# Requirement:
In full and without change, repeat the records shown below.

# Given information:
"""

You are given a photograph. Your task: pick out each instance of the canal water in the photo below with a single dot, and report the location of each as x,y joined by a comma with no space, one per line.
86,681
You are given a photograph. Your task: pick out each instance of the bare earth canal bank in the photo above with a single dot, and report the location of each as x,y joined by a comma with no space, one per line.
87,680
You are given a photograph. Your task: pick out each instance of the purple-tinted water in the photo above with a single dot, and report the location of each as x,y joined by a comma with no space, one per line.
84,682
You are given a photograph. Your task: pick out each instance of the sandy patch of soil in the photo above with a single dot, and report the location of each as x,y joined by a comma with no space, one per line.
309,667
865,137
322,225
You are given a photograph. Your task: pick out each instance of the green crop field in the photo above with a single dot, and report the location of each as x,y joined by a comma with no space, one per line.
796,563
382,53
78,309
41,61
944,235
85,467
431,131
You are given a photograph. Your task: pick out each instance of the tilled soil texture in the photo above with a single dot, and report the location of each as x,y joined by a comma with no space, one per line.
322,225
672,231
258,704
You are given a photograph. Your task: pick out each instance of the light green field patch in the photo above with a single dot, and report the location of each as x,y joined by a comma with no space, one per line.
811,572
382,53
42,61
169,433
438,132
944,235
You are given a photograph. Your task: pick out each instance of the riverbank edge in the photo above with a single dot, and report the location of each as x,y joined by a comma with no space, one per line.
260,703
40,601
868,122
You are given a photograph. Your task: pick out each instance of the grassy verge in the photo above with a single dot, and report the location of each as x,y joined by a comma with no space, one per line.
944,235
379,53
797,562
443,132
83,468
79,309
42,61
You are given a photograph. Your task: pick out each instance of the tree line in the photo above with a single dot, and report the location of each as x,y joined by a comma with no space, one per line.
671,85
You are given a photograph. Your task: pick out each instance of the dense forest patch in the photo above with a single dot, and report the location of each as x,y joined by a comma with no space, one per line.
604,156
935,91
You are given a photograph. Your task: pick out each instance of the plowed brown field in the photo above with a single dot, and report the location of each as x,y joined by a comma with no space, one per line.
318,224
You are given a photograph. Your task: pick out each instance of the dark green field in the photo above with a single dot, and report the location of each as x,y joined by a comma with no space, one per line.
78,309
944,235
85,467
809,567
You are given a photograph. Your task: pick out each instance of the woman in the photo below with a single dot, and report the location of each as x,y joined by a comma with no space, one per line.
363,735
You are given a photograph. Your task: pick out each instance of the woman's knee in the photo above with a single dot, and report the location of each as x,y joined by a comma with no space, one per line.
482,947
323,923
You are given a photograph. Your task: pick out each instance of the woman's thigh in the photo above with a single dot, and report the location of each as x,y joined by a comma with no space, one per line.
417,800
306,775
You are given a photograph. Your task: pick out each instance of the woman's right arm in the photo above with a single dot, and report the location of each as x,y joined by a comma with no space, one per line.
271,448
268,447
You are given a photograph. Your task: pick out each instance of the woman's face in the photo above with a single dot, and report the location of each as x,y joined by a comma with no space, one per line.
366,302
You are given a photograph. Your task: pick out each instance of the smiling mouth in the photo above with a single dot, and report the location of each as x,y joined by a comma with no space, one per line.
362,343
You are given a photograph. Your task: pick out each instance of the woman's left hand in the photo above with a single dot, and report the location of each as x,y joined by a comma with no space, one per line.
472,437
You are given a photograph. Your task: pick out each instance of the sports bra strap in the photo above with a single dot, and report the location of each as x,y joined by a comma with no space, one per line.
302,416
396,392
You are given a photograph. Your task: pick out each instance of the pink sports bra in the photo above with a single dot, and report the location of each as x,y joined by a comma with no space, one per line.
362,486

"""

# Task response:
You are given a photograph. Your task: pick out each instance of the canal water in the photo below with a single dot, and report the location of each as x,y joined by a comma with no space, one per line.
86,681
You are given a photograph. Your task: pick out each instance of the bare earth canal bank in the photo above with a single dot, and report the location of each as x,y joined by a comma with no space, one per line.
87,680
You are given a photograph. Your task: pick out each instance of the purple-tinted water in the photo above with a single dot, and report the location of each as x,y joined by a comma with no space, one per line.
84,682
You are given a photograph. Your task: pick out each instance of the sandy patch of soil in the photo above with a single dot, and report the location of each as x,y joined by a comma with no space, one per line.
309,667
865,137
322,225
You are given a photograph. Your task: pick out each instance of the green crop field in the photo above with a single dot, and report the location of each as x,y joined by a comma with no space, one per line.
796,563
382,53
78,309
41,61
944,235
85,467
431,131
You are given a photograph. Your task: pick out each instance of the tilled soil texture in the photo above with a single dot, and report the location of each as x,y joined by a comma with no space, one per line.
322,225
672,231
258,704
You are given a photograph. Your task: pick out each instance of the light green field patch in the photo above with a single dot, and report the location of each as x,y joined by a comma with no space, one per line.
811,572
382,53
42,61
169,433
438,132
944,235
You are given a photograph. Your task: pick out each instance of the riverbank edge in the photo above with a single dot, and report the location of each as x,y joined by a comma with no space, one per line.
260,703
40,601
868,122
You are given a photograph. Your task: pick out each instance of the grassy verge in the photo above with a single dot, and report the location of each as x,y joined by a comma with no space, one per line.
944,235
379,53
797,562
443,132
83,468
79,309
42,61
You are given a photograph. Your task: pick out each instance of the tree line in the photo above with a single dot, and report the location of each as x,y joined by a comma with no space, one per line.
671,85
You are given a photograph. Your task: pick out each instance of the dense forest patch in the photo above with a single dot, and report the location of each as x,y joined by a comma with no space, one per line.
604,156
935,91
You are given a photograph. Your task: pick out each instance of the plowed brown field in the photo above with a single dot, and report the location of each as x,y joined by a comma with no space, one per line.
318,224
You are given a photograph. Your task: pick out each instance of the dark green field in the photo above with a single dot, and report the location of each as x,y joined by a comma with no space, one per line.
78,309
944,235
85,467
809,567
You are given a photograph. Your task: pick out each instance of the woman in the photo below with a single dot, and report the location of each as x,y joined by a comma with no space, one per line.
363,735
You are given a photograph. Your task: pick out each instance of the woman's knee in the photo above with a single dot, and report the location of each as x,y joined by a comma with no space, one per line.
482,947
323,923
You are given a photograph. Your task: pick out each instance of the woman's thigh in the photo above with a single dot, and report the location of each as x,y joined by a comma with no space, one per line.
417,800
306,775
You are given a photograph. Your task: pick out each instance of the woman's right arm in the photo above with a single dot, and report the location of each as x,y joined by a comma with no space, one per line.
271,448
268,447
You are given a photograph. Your task: pick out each instance of the woman's face in the photo above with a single dot, and report the location of each as x,y joined by a comma with no space, one per line.
366,302
You are given a photograph. Your task: pick out each instance of the smiling mouth in the photo above with a single dot, and report the location of each as x,y joined by a comma with no space, one per line.
362,343
You are given a photograph. Your task: pick out each instance of the woman's left hand in the photo above with a single dot, and report the location of each as x,y joined by a comma with no space, one per line.
472,437
You are given a photograph. Your task: pick out each instance of the sports bra strap in the photo above with a single dot, and report the location of each as x,y joined by a comma with no space, one per line.
302,416
396,392
You are given a photograph. Your task: pick out each instance of the pink sports bra in the photo above with a single dot, and report the location of each as x,y joined by a comma with no space, one per line.
362,486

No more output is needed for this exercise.